# Written task:
Extract every line of the rows below that contains the string "plastic", treating uppercase and lowercase letters as distinct.

# Records to process:
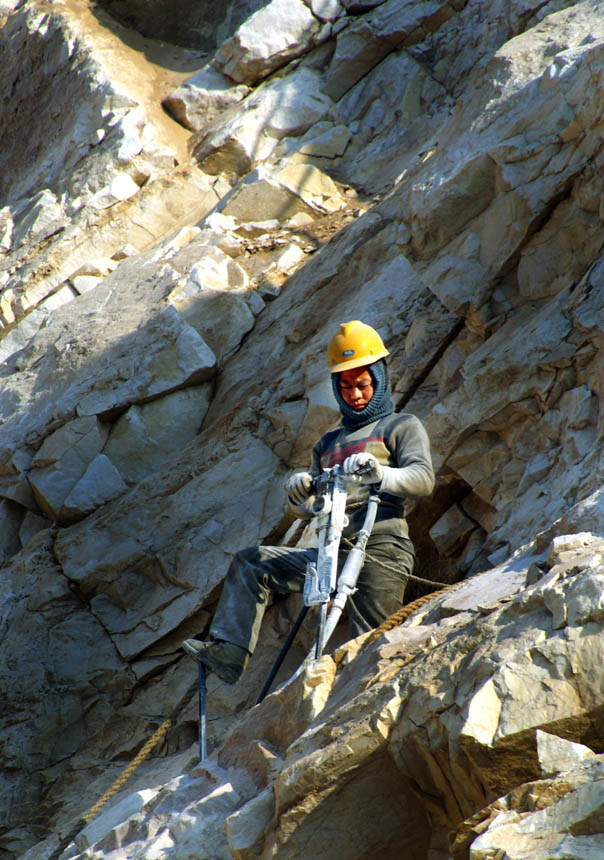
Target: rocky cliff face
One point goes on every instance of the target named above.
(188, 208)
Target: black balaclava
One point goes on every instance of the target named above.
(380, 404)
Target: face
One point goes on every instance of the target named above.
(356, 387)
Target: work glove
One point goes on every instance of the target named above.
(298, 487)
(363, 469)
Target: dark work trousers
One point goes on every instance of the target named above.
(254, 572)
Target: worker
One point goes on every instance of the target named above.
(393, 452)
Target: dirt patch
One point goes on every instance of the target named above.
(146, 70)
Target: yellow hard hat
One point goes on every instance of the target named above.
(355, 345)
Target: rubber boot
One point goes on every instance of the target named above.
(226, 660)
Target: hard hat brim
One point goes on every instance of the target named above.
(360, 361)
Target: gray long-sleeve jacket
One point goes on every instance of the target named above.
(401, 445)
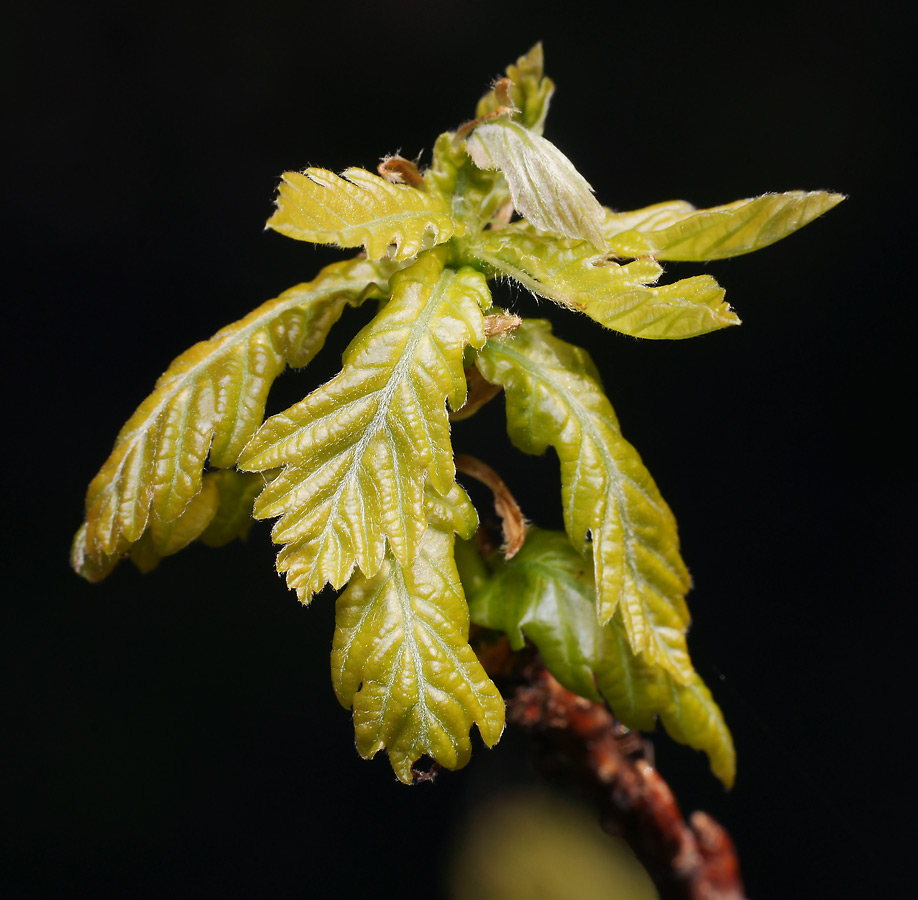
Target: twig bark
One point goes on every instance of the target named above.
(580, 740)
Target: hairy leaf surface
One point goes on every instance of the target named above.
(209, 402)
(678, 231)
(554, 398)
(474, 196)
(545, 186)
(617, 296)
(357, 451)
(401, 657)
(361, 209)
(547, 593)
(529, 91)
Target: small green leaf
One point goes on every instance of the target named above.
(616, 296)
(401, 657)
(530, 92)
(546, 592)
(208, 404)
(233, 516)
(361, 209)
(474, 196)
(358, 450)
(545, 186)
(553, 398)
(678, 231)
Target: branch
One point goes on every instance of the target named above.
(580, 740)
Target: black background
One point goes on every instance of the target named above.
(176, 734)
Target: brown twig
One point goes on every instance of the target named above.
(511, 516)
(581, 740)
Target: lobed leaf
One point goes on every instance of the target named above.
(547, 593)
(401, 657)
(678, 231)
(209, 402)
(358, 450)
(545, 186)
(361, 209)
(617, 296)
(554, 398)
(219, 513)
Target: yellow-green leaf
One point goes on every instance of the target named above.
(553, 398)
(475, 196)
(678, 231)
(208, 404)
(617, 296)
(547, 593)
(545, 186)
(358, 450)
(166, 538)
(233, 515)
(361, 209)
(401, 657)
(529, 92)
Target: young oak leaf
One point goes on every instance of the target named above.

==

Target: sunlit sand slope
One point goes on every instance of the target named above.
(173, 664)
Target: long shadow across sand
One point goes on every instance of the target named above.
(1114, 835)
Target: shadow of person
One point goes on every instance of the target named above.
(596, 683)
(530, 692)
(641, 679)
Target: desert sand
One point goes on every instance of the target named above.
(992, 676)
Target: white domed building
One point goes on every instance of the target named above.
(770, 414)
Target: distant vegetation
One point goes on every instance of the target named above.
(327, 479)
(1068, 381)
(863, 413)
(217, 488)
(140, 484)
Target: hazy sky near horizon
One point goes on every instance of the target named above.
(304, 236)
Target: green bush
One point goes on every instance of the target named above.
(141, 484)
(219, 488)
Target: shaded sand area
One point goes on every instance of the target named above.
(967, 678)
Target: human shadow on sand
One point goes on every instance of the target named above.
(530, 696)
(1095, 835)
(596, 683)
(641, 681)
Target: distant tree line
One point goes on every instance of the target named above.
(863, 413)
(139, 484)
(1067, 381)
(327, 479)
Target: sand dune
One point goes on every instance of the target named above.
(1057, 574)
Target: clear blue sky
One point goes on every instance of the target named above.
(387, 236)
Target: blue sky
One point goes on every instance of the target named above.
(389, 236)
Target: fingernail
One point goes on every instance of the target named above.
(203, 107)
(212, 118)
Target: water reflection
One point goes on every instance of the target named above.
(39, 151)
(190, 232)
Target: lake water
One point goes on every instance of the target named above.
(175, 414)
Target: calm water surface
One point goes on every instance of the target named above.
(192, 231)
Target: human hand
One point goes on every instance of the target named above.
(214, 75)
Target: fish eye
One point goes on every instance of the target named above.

---

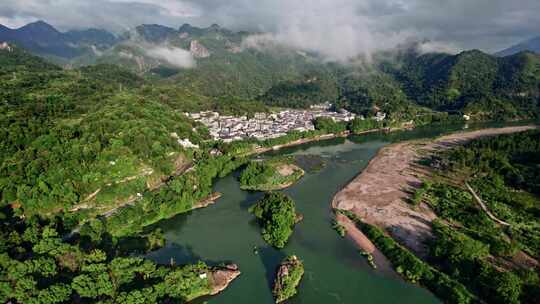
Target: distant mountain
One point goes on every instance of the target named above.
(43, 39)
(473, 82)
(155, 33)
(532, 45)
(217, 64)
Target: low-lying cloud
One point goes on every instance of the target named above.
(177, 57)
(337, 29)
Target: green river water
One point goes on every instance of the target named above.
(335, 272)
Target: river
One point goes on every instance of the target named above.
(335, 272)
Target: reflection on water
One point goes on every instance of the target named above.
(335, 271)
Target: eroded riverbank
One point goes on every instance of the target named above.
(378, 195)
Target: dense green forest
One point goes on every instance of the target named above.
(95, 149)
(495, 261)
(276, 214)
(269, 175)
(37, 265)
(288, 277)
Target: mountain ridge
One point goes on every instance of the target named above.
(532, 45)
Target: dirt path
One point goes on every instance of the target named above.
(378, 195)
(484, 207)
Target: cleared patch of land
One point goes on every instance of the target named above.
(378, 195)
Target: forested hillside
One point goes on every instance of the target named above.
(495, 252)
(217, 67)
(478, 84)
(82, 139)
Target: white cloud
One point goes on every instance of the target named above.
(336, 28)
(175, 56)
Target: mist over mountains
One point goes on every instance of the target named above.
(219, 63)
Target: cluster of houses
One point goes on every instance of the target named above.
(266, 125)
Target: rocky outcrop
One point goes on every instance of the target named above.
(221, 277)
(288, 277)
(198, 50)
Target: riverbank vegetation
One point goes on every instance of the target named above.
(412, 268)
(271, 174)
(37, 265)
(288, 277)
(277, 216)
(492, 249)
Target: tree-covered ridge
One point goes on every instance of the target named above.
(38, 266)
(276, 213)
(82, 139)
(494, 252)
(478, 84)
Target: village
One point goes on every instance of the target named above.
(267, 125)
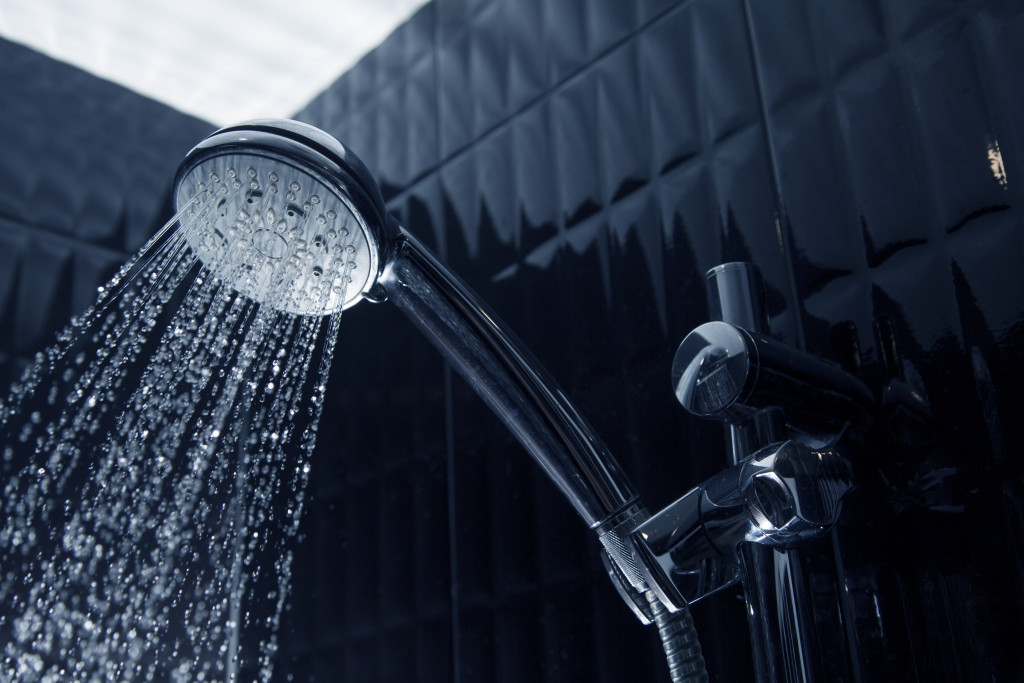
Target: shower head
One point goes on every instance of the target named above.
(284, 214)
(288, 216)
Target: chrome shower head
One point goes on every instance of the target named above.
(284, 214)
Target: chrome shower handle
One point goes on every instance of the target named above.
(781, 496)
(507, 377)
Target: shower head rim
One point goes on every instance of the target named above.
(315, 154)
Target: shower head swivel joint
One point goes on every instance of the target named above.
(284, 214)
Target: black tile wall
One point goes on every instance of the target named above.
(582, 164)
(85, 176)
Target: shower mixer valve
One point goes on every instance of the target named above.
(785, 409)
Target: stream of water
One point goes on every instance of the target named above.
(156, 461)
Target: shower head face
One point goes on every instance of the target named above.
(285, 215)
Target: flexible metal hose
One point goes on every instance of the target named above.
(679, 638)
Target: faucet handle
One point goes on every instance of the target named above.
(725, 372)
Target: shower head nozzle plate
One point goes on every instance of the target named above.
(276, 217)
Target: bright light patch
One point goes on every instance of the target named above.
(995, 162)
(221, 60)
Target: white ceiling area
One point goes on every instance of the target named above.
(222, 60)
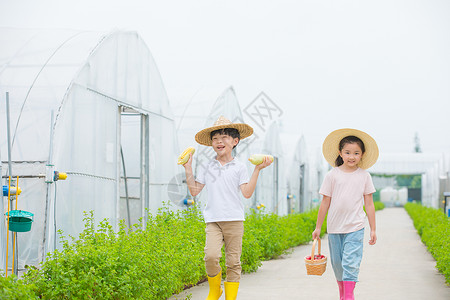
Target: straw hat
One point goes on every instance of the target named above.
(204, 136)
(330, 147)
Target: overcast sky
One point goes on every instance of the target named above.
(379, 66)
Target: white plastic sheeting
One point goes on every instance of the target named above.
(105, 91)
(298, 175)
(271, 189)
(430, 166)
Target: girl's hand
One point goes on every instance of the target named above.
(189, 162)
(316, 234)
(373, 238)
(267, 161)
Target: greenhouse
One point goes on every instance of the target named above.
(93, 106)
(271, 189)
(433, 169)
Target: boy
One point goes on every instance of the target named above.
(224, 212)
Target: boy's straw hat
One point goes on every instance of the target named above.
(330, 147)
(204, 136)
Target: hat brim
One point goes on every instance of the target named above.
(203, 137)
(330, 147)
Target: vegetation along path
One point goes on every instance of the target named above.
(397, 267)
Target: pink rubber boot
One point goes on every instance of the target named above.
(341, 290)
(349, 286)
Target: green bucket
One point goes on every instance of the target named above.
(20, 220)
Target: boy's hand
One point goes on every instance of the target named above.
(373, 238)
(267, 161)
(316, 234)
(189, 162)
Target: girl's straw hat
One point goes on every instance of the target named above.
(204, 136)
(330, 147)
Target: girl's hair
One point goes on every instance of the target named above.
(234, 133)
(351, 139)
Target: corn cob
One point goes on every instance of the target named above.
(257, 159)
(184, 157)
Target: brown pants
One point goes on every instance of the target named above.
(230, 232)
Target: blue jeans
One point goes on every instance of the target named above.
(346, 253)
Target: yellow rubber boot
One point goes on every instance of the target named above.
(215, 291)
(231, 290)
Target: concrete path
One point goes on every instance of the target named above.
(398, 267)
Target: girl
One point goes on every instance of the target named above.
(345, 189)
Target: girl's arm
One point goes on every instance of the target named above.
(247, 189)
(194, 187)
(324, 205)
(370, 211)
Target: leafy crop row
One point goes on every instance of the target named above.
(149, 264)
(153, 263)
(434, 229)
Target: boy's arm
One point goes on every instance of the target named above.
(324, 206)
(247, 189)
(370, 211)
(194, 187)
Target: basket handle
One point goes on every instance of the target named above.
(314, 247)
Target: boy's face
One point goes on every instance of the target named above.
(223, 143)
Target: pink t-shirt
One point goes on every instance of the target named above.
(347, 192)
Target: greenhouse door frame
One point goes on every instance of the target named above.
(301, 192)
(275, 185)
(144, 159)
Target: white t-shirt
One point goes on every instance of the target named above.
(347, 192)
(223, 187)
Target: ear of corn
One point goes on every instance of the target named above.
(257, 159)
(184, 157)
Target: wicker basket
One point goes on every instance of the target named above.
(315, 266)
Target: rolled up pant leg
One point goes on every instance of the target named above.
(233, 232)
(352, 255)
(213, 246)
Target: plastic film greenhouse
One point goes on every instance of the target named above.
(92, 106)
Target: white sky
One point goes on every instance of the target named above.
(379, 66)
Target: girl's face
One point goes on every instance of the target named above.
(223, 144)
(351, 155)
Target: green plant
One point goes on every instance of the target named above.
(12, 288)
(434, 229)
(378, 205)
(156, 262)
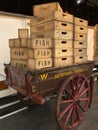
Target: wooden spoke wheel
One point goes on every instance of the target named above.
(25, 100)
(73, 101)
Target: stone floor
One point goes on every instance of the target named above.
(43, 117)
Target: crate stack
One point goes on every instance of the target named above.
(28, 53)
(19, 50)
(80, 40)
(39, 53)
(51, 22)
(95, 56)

# Result:
Target: white plastic sheeting
Target: plastic film greenhouse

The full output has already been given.